Study text:
--------------------
The Scratch resets only a single session, because as you said, resetting every single session for an entire species because one session isn't working out would be pointless. What if the flawed session was simply unable to win for a reason that was out of anyone's control, as happened in the main story? So, the Scratch creates a new planet with shifted-around versions of the null session's players in an attempt to correct the problem, and retroactively inserts it in the universe set's Genesis Frog.(Remember, when Bec Noir attacked the B universe Genesis Frog, it was revealed that all worlds in the Homestuck continuum containing Earth and its population exist within the Frog's body. All timelines, all doomed timelines, all offshoots, and the like. Since a scratched world contains ts own alpha timeline, it would be an offshoot rather than a doomed timeline, but could still potentially create more doomed timelines itself.)
The B2 universe only had one session, with all of Sburb under wraps, with a closed beta, etcetera, because it only could have one session. It doesn't exist to propagate on its own merits. It's the path of a single ovum, if you'll allow me to compare this to real-world mammalian/amphibian terms here for a moment. The ova cannot create more of themselves after the construction of the ovaries, and thus there is a maximum number of possible successes. Likewise, the scratched universes cannot create more than one new universe, but they can finish where their predecessors failed. Not a perfect comparison, because ova can't go back and try again if they weren't fertilized the first time, but it's the closest I could come up with.
--------------------
Extracted entries:
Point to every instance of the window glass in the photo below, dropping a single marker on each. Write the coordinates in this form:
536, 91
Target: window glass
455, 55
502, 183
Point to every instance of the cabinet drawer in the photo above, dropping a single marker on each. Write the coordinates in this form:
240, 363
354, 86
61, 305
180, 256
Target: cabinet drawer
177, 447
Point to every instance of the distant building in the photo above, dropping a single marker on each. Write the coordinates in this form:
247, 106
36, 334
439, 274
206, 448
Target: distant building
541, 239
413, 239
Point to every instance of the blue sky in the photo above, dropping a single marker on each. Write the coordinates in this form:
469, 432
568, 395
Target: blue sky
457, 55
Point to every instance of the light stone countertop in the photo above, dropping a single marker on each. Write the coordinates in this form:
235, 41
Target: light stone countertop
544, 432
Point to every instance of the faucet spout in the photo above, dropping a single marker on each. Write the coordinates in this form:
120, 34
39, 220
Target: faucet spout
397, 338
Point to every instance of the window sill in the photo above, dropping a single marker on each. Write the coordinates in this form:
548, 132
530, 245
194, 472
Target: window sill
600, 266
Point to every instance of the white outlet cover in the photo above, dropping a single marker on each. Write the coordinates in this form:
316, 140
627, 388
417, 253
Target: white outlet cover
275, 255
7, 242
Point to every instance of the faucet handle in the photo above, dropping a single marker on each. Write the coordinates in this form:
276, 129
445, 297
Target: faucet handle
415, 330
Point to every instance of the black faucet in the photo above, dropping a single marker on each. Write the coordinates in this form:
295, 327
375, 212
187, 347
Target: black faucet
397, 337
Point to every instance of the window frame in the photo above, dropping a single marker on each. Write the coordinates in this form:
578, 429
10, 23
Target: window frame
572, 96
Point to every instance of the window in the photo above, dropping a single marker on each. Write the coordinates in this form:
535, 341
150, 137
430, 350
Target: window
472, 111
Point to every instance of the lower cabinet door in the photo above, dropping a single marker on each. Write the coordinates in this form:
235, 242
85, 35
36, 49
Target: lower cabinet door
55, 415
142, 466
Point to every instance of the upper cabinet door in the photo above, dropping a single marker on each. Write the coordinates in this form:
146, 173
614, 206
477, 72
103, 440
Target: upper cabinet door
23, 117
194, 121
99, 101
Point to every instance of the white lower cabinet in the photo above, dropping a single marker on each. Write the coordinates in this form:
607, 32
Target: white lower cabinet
--------------------
Problems to work on:
(1) According to the passage on the Scratch, what does the Scratch create in an attempt to correct a flawed session?
(2) Retype the passage on the Scratch between "The B2 universe" and "come up with.", inclusive.

Answer section:
(1) A new planet with shifted-around versions of the null session's players.

(2)
The B2 universe only had one session, with all of Sburb under wraps, with a closed beta, etcetera, because it only could have one session. It doesn't exist to propagate on its own merits. It's the path of a single ovum, if you'll allow me to compare this to real-world mammalian/amphibian terms here for a moment. The ova cannot create more of themselves after the construction of the ovaries, and thus there is a maximum number of possible successes. Likewise, the scratched universes cannot create more than one new universe, but they can finish where their predecessors failed. Not a perfect comparison, because ova can't go back and try again if they weren't fertilized the first time, but it's the closest I could come up with.